Write every line out verbatim and omit the pictures.

(Lines of data)
----------
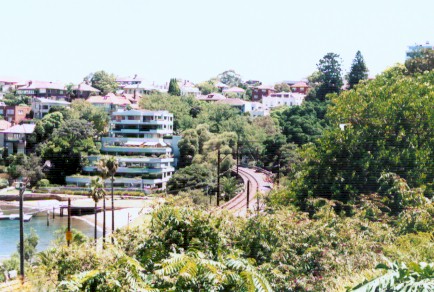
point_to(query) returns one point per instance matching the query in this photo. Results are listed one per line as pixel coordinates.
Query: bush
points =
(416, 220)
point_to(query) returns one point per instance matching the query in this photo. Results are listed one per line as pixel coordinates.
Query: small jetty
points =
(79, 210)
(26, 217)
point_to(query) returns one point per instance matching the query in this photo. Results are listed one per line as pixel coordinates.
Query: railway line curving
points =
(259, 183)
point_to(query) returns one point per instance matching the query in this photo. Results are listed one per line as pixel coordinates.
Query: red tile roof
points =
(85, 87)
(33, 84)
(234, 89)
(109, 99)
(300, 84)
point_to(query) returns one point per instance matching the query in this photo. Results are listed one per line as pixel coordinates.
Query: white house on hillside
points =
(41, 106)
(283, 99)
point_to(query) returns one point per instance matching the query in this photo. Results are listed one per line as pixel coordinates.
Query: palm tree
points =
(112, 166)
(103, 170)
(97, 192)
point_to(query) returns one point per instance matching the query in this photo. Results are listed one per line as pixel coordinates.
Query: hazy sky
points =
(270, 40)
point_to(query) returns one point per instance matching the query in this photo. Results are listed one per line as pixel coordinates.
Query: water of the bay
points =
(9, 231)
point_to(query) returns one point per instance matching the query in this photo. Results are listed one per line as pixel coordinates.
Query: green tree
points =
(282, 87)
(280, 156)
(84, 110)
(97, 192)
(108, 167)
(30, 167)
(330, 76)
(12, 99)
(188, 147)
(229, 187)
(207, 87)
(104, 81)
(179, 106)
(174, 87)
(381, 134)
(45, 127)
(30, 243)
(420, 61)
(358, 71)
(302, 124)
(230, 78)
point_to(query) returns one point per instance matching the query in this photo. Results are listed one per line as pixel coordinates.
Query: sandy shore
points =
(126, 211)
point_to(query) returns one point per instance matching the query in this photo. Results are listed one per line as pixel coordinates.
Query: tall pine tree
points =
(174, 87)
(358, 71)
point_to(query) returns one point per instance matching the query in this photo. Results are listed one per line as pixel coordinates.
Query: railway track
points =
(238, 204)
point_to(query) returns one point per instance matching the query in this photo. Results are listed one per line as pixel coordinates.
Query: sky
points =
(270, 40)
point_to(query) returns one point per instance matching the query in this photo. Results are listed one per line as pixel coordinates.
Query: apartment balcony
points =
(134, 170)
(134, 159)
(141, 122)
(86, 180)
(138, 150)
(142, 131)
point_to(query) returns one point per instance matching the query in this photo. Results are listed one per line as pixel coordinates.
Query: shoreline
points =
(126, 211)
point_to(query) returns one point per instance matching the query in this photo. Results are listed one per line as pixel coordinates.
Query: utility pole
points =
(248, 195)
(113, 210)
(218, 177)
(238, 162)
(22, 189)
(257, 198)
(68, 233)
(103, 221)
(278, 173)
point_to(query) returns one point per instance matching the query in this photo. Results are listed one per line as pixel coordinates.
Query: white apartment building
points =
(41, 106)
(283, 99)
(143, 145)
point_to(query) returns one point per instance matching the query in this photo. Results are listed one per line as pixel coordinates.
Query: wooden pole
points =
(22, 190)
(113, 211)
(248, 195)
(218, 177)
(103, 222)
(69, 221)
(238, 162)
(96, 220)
----------
REPLY –
point_to(query) returns one point per instance matching the query in this photo. Results are listed one per line as pixel coordinates.
Query: bush
points =
(416, 220)
point_to(query) returns one point per instance matching the query in this photo. Results are listed one per line as pixel coordinates.
Query: small jetty
points =
(79, 210)
(26, 217)
point_to(query) returns one point per instance matching the query in this photo. Results are listed one per line as pixel coordinates.
Query: railway line curving
points =
(259, 183)
point_to(query) returns one point per instance matching the query in this photo. Results are listed one per line as pixel coordinates.
Query: red tile roof
points =
(85, 87)
(33, 84)
(234, 89)
(109, 99)
(300, 84)
point_to(query) returns one point per instance matching the query in this photo. Results are listed one per line as pixel coordinates.
Query: white house on hillside
points =
(41, 106)
(283, 99)
point_to(query) returns one point per instance matching the query in this photo. Results are listed one per line as pixel coordinates.
Query: palm tree
points =
(112, 166)
(103, 170)
(97, 192)
point_to(query) returns one point per instance matching the query in this photo. Results are listed one per line as pixel coordinates.
Query: hazy sky
points =
(270, 40)
point_to(query) returns one point per instance matching the query in this photo. Results are listed one per line as pixel coordinates.
Query: water of the bay
points =
(9, 231)
point_to(query) returns one point per instance matching the query in this photo. Results are listed one per line as pixel coordinates.
Query: green tree
points =
(282, 87)
(280, 156)
(84, 110)
(97, 192)
(108, 167)
(30, 167)
(330, 76)
(12, 99)
(188, 147)
(229, 187)
(207, 87)
(104, 81)
(179, 106)
(174, 87)
(381, 134)
(45, 127)
(30, 243)
(420, 61)
(358, 71)
(302, 124)
(230, 78)
point_to(query) returns one point per instance matching the query in this photo. Results are listed one per line as pixel coordinates.
Query: sandy shore
points =
(126, 211)
point_to(query) returns one point per instance matching the query in this photo. Results are listed one per line as pixel coordinates.
Query: tall pine tree
points =
(174, 87)
(358, 71)
point_to(query) returns one point per instance matching the query in this photo. Results are listed one per line as pixel coordinates.
Query: railway track
points =
(238, 204)
point_to(query) returns one point per instance matching the query in this photo. Results are listed one per line as pixel coordinates.
Query: sky
points =
(270, 40)
point_to(query) returns one point per instance matching the query in this photo. Results are listed one per line as pixel coordinates.
Query: apartment balcony
points =
(134, 170)
(134, 159)
(141, 122)
(86, 180)
(138, 150)
(142, 131)
point_to(query) returns one point per instance matching the query in this photo. Results are listed one per line as pixel coordinates.
Query: shoreline
points =
(126, 211)
point_to(query) returns one point per instance matching the query in this photo. Results are listed one per line as pixel coordinates.
Query: utility pole
points =
(248, 195)
(113, 210)
(218, 177)
(238, 162)
(22, 189)
(257, 198)
(68, 233)
(103, 221)
(278, 173)
point_to(query) returns one point per instance matching the query in this photo. Results are listed one per line as pixel coordinates.
Query: white apartment building
points =
(41, 106)
(283, 99)
(143, 145)
point_to(query) returns one point per instance matching the query in this photo. Results are listed one per line as pixel coordinates.
Query: wooden pole
points =
(22, 190)
(113, 211)
(248, 195)
(218, 177)
(103, 222)
(69, 221)
(238, 162)
(96, 220)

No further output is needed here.